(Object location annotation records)
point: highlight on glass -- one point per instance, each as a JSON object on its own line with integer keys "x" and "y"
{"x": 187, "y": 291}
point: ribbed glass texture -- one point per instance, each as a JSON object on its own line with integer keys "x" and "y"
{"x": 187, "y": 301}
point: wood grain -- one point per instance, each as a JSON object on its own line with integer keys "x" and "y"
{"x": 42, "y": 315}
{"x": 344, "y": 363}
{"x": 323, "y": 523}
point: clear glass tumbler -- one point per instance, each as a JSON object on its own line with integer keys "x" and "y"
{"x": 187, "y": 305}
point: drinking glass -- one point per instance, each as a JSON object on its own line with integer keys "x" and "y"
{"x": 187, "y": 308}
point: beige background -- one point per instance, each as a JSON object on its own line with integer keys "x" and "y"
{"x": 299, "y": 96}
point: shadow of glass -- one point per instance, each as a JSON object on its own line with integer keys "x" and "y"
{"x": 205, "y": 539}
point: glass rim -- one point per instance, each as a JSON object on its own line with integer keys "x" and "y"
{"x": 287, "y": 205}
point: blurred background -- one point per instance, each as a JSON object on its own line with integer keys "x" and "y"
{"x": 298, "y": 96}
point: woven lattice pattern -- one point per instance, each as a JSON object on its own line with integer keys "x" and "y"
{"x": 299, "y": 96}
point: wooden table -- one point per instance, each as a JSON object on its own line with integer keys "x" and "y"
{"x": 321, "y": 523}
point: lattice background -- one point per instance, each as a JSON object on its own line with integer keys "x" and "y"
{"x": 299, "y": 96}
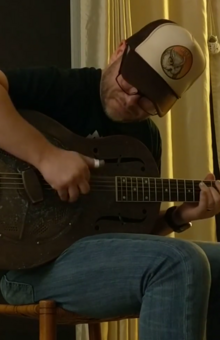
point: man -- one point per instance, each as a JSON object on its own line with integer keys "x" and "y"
{"x": 167, "y": 281}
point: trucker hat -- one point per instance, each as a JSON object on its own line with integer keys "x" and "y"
{"x": 162, "y": 62}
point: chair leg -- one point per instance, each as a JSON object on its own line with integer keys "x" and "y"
{"x": 47, "y": 320}
{"x": 95, "y": 331}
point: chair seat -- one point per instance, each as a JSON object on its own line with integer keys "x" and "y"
{"x": 62, "y": 316}
{"x": 50, "y": 315}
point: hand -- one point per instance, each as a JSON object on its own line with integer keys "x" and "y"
{"x": 208, "y": 206}
{"x": 67, "y": 172}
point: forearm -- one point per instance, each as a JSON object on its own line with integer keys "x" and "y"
{"x": 17, "y": 136}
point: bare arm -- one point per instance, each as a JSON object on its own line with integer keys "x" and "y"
{"x": 17, "y": 136}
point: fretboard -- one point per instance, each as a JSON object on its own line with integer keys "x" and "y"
{"x": 144, "y": 189}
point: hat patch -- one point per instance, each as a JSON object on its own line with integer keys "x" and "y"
{"x": 176, "y": 62}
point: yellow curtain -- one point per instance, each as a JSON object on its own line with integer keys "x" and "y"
{"x": 214, "y": 32}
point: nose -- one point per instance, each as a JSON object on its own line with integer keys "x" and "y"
{"x": 132, "y": 100}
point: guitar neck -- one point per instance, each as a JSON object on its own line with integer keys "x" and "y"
{"x": 148, "y": 189}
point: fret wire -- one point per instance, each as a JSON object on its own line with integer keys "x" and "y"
{"x": 177, "y": 189}
{"x": 185, "y": 189}
{"x": 193, "y": 190}
{"x": 155, "y": 185}
{"x": 137, "y": 188}
{"x": 169, "y": 190}
{"x": 132, "y": 189}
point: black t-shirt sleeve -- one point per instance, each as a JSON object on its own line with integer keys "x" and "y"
{"x": 40, "y": 88}
{"x": 152, "y": 139}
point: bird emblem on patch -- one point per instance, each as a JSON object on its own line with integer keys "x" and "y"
{"x": 176, "y": 61}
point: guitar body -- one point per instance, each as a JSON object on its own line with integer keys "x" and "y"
{"x": 35, "y": 232}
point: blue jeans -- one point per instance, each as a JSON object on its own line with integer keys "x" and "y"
{"x": 166, "y": 280}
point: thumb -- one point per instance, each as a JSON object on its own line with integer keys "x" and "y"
{"x": 210, "y": 177}
{"x": 93, "y": 162}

_REQUIREMENTS_.
Reproduce every line of the records, requests included, from the line containing "point: forearm -- one" through the end of the records, inclusive, and shift each x and y coordinate in the answers by adding 55 to it.

_ANSWER TO THIS TASK_.
point: forearm -- one point per instance, each as a JSON object on its own line with integer keys "x" and "y"
{"x": 72, "y": 191}
point: bare arm -- one point per instance, each as a JSON object on its own line with integer keys "x" and "y"
{"x": 72, "y": 191}
point: fretboard -- one point per instance, each as a JSON object on its own line with integer keys "x" and "y"
{"x": 199, "y": 244}
point: hat patch -- one point per instance, each as a JSON object on its own line with integer keys "x" and "y"
{"x": 231, "y": 117}
point: yellow curtain -- one point per instance, each as a JSON object on its own line with integer keys "x" and "y"
{"x": 269, "y": 87}
point: nose -- one point per instance, each as a JSON object on its own line with integer keys "x" and "y"
{"x": 187, "y": 155}
point: guitar neck -- one point per instance, each as a JSON object on its own line with integer keys "x" and "y"
{"x": 203, "y": 244}
point: fret wire -- one point per instance, each as a JSON object on its own line with integer keys "x" and "y"
{"x": 232, "y": 244}
{"x": 240, "y": 244}
{"x": 248, "y": 245}
{"x": 210, "y": 240}
{"x": 192, "y": 243}
{"x": 224, "y": 245}
{"x": 187, "y": 244}
point: black t-shirt sleeve -- one point per instance, each as a JSON object on its own line with integer keys "x" and "y"
{"x": 95, "y": 143}
{"x": 207, "y": 194}
point: bird emblem on patch -- one point per instance, each as a JSON object on its own line with integer keys "x" and "y"
{"x": 231, "y": 116}
point: guitar body -- one point per instance, each as a JSON object on its own line with integer keys "x" and "y"
{"x": 90, "y": 287}
point: blue jeans -- one point per instance, each as a JSON object on its own line with integer keys "x" and "y"
{"x": 221, "y": 335}
point: thumb -- one point per instance, each as a JSON object on its own line with integer keys "x" and "y"
{"x": 265, "y": 232}
{"x": 148, "y": 217}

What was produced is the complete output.